■ **TASK INPUT**:
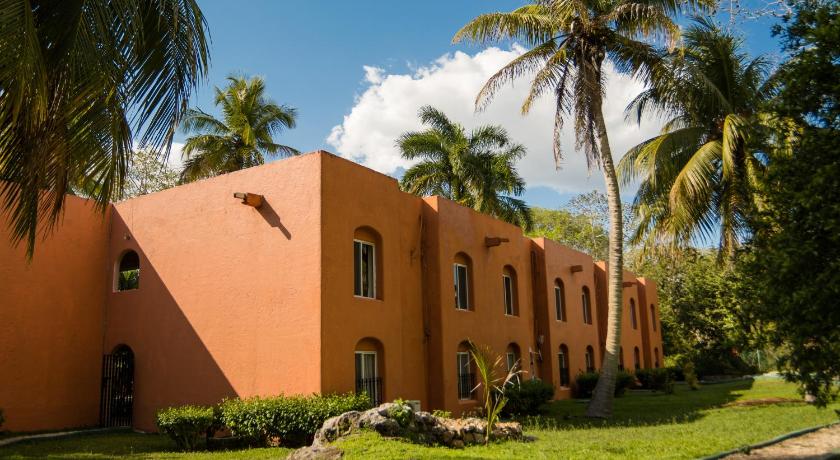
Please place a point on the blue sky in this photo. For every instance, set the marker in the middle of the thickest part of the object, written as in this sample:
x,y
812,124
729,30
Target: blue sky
x,y
313,54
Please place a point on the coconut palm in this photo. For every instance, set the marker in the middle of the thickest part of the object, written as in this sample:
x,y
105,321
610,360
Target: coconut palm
x,y
476,169
569,43
243,138
697,176
80,84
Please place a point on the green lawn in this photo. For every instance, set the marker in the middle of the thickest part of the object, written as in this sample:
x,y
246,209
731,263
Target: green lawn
x,y
688,424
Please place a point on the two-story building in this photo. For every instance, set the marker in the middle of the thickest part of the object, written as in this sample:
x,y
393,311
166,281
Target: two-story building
x,y
307,275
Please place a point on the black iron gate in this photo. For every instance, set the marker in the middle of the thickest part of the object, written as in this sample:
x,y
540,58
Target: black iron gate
x,y
117,397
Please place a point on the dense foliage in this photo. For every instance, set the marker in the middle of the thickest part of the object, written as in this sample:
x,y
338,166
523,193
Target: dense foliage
x,y
292,419
526,398
188,426
793,265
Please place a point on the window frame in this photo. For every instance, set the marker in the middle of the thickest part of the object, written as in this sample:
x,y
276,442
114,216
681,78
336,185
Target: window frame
x,y
357,265
455,267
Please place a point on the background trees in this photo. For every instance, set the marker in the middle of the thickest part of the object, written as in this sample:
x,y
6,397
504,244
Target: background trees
x,y
81,83
243,138
476,169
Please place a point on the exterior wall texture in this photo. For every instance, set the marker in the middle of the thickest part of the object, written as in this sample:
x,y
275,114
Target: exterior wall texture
x,y
240,301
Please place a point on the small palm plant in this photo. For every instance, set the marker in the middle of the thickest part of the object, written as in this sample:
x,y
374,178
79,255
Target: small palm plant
x,y
495,383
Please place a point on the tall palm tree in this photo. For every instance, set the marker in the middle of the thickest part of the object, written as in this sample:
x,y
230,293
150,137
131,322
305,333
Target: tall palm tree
x,y
80,83
570,41
245,136
476,169
697,176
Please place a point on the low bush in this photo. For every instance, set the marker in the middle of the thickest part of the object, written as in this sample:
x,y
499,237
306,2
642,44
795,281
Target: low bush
x,y
655,379
292,419
585,384
188,426
527,397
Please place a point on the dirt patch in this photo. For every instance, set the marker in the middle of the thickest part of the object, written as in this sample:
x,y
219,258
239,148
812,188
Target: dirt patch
x,y
764,402
817,445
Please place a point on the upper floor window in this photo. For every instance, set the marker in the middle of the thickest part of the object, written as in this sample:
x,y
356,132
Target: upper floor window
x,y
587,306
128,272
559,301
510,291
367,260
590,359
461,272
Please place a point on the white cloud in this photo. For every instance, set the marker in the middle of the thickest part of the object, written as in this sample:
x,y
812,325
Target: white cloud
x,y
388,107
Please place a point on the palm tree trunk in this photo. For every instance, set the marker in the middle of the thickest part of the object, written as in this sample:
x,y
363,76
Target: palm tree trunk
x,y
602,397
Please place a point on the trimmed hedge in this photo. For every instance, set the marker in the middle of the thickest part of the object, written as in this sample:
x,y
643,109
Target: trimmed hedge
x,y
292,419
527,397
585,383
188,426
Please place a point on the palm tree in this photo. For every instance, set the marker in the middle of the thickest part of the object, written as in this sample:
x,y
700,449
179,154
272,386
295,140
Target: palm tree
x,y
243,139
80,83
697,176
476,169
569,42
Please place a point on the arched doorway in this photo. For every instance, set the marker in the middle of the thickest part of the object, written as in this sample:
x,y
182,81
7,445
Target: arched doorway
x,y
117,398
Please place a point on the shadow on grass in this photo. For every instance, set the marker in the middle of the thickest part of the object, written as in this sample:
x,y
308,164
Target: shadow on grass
x,y
641,409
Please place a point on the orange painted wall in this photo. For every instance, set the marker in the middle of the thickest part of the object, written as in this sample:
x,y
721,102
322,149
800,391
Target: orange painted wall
x,y
51,323
229,297
574,333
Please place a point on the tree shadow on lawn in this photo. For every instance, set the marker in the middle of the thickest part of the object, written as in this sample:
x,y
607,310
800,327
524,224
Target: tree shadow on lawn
x,y
641,409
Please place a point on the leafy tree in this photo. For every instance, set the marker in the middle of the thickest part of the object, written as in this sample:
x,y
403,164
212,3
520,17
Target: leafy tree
x,y
245,136
81,82
794,259
698,176
569,43
476,169
148,174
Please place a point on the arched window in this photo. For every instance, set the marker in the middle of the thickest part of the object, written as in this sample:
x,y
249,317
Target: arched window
x,y
589,359
369,369
563,362
367,263
466,374
559,300
587,306
462,274
510,291
128,272
621,358
637,362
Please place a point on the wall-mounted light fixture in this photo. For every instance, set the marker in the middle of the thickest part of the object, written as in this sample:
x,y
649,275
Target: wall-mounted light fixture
x,y
491,241
251,199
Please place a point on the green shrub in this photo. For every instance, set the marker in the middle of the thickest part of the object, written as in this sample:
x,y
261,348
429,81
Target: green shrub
x,y
188,426
526,398
585,384
623,381
293,419
401,412
655,379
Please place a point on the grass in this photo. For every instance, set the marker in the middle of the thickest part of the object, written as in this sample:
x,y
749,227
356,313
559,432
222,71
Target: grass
x,y
688,424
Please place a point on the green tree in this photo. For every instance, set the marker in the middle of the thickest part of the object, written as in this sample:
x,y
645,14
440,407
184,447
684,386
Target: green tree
x,y
243,138
148,174
476,169
569,43
81,83
794,259
698,177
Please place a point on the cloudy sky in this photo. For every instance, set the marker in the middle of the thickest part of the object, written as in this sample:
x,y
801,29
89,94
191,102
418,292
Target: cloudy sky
x,y
358,72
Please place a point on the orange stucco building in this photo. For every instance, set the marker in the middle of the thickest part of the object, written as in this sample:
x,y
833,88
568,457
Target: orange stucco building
x,y
337,281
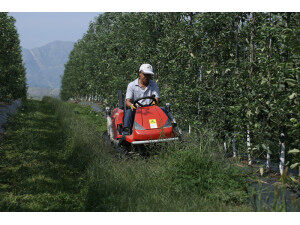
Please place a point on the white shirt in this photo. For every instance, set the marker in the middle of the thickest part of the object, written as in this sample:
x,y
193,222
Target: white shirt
x,y
135,91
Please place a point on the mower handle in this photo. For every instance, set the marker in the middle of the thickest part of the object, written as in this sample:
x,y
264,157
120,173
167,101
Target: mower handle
x,y
148,97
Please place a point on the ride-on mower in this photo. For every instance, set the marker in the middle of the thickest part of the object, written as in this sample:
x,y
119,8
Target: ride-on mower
x,y
151,124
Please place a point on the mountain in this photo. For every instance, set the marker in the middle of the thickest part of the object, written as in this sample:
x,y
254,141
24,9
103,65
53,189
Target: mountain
x,y
45,65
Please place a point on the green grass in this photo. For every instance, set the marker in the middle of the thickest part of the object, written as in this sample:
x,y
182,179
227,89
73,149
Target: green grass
x,y
54,159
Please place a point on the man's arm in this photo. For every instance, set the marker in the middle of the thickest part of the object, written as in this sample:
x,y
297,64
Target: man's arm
x,y
129,102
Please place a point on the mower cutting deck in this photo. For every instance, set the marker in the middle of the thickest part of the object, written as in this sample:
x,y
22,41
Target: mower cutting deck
x,y
151,124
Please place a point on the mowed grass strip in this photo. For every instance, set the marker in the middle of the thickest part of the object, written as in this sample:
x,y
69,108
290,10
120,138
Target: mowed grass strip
x,y
54,159
35,174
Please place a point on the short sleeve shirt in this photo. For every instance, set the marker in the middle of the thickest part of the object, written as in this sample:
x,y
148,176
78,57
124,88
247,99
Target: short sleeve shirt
x,y
135,91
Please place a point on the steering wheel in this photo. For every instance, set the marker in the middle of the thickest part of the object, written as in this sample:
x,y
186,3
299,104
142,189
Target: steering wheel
x,y
142,105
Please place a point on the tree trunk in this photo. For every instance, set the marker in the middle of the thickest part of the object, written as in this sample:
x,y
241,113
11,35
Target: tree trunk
x,y
282,154
252,46
249,147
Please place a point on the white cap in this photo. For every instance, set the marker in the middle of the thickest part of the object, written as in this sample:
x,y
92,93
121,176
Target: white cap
x,y
146,69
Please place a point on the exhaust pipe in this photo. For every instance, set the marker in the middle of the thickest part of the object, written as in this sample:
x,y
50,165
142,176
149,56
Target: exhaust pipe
x,y
109,126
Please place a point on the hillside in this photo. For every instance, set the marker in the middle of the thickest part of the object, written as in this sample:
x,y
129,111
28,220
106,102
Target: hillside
x,y
45,65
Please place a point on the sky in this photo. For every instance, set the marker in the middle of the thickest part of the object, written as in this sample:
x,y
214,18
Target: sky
x,y
40,28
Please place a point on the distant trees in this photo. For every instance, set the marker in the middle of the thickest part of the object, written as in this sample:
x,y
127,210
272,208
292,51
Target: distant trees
x,y
12,71
236,73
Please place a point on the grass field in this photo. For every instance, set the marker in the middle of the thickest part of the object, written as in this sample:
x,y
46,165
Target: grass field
x,y
54,159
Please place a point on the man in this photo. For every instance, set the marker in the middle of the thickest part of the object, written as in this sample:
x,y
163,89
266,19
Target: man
x,y
141,87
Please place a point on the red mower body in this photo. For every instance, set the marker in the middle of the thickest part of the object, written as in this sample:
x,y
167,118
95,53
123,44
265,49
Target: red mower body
x,y
151,124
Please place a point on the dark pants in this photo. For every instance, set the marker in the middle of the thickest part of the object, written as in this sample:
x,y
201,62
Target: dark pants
x,y
129,117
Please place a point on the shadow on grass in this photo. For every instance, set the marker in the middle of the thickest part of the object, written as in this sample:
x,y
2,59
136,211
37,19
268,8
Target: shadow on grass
x,y
35,174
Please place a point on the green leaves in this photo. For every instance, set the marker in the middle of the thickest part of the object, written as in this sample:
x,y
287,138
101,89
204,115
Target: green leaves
x,y
12,71
221,70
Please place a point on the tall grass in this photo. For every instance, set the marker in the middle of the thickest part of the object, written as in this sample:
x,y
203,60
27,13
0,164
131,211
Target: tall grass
x,y
187,176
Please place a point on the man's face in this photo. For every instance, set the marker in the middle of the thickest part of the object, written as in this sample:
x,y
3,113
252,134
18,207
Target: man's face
x,y
145,77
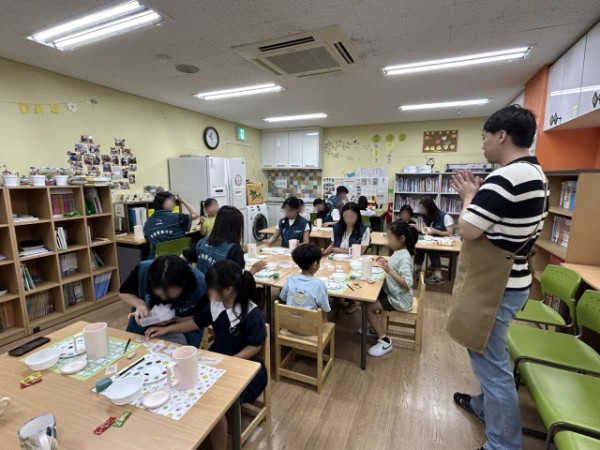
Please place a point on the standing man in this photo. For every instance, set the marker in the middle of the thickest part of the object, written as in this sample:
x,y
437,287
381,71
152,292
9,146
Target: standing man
x,y
500,221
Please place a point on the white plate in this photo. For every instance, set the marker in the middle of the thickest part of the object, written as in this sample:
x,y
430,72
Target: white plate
x,y
67,349
73,367
156,399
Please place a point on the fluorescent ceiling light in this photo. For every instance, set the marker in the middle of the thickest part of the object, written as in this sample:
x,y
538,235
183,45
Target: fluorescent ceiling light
x,y
240,92
101,25
575,90
292,118
459,61
481,101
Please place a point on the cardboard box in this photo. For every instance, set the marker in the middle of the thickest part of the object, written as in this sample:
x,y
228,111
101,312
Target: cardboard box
x,y
254,194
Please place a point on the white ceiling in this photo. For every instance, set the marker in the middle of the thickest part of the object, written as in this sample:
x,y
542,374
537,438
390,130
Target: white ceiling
x,y
383,32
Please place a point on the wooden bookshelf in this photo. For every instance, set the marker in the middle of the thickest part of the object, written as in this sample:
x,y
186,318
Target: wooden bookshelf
x,y
38,202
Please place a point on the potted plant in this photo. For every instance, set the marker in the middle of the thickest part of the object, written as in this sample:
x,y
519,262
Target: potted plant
x,y
8,179
37,178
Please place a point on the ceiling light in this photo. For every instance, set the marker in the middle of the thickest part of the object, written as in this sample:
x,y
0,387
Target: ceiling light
x,y
459,61
299,117
481,101
101,25
240,92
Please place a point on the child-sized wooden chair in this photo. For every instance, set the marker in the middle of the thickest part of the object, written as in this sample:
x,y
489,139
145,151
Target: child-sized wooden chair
x,y
319,334
407,326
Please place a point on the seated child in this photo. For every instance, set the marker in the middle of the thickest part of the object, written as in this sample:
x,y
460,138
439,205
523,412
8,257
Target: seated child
x,y
304,290
397,288
238,326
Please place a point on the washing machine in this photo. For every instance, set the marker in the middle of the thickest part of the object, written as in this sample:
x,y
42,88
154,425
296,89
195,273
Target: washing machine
x,y
256,221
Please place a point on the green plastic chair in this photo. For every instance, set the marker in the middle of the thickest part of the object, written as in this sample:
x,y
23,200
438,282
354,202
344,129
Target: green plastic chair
x,y
560,282
174,247
569,440
566,401
530,344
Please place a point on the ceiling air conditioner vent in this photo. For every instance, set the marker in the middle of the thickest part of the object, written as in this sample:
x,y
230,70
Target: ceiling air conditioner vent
x,y
321,51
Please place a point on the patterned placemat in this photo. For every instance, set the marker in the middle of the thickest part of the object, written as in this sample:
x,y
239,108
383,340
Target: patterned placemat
x,y
115,351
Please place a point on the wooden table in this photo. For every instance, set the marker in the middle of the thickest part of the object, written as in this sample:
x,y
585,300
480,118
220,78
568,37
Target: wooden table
x,y
79,411
453,250
589,274
366,293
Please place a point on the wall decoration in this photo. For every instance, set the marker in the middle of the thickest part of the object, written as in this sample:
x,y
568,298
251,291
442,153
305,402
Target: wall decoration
x,y
440,141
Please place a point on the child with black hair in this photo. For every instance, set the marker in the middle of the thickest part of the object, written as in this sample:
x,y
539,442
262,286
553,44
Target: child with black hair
x,y
397,288
238,326
304,290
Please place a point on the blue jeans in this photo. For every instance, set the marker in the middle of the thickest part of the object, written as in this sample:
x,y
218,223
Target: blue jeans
x,y
498,403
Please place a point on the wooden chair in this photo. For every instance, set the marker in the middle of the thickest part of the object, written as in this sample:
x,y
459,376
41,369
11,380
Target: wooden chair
x,y
260,410
397,323
319,334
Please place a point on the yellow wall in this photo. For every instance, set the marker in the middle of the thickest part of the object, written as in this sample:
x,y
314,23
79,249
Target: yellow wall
x,y
154,131
349,148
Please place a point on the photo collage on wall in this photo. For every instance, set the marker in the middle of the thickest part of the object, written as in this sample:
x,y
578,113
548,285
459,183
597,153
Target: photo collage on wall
x,y
120,164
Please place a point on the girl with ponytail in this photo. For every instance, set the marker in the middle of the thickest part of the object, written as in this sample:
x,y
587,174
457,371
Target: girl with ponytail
x,y
237,323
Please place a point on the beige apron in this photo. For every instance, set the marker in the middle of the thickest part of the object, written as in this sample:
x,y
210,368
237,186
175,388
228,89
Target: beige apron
x,y
481,278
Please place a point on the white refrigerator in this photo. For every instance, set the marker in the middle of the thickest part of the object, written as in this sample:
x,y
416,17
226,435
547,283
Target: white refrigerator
x,y
198,177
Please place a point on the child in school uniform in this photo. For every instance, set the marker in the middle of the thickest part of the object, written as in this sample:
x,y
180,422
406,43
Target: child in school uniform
x,y
238,326
397,288
304,290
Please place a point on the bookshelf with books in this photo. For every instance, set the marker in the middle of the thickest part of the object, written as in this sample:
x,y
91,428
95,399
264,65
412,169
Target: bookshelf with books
x,y
58,285
572,228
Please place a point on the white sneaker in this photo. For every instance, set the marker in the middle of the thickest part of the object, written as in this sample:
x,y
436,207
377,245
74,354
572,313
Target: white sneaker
x,y
434,279
370,332
381,348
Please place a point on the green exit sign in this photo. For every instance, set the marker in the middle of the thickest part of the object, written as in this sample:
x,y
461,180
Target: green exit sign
x,y
240,133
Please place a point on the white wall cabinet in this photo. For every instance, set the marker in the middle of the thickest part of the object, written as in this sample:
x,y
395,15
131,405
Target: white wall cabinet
x,y
589,99
293,149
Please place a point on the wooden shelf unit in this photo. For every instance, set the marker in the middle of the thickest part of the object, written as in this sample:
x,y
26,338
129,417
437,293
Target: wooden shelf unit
x,y
585,228
37,201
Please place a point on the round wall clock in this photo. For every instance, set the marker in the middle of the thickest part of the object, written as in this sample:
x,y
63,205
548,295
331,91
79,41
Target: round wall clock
x,y
211,138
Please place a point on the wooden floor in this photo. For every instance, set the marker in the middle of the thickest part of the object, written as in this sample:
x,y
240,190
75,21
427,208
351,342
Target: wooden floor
x,y
402,400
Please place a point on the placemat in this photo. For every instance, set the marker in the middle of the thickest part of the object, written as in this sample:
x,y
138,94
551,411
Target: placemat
x,y
115,351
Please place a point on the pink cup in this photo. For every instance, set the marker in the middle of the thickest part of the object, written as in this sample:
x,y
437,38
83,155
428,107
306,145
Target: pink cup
x,y
96,340
184,373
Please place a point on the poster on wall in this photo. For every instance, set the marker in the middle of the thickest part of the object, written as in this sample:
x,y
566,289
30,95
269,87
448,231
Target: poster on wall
x,y
440,141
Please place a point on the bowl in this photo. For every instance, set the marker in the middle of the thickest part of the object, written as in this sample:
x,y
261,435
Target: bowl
x,y
339,276
125,390
43,359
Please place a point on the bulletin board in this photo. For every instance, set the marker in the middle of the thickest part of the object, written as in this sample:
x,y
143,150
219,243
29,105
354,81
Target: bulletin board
x,y
367,186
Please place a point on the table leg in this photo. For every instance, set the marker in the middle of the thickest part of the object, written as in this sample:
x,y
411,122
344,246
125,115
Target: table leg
x,y
235,419
363,336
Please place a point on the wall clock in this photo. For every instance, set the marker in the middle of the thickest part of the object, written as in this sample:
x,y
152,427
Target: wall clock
x,y
211,138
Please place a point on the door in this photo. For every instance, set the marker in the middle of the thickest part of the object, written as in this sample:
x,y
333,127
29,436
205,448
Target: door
x,y
295,149
311,149
268,150
281,149
589,99
236,175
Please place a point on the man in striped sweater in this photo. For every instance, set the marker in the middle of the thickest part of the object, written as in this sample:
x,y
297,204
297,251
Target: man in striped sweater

■ **SET EXERCISE**: Repeat only the stretch of lines that opens with the line containing "Please place a point on the door" and closes with the final line of the entries, both included, exactly as written.

■ **ANSWER TO THE TASK**:
Please place a point on the door in this photo. For every instance, set the marker in the middle of the thickest part of the object, written as in this sample:
x,y
333,127
29,436
205,448
Target: door
x,y
295,149
311,149
268,150
281,149
589,99
236,175
Please place a point on the man in striped sweater in this photo. For every instance, set the marker in the middle of the thickest part of the object, written as in this sample:
x,y
297,204
297,251
Target: man in striped sweater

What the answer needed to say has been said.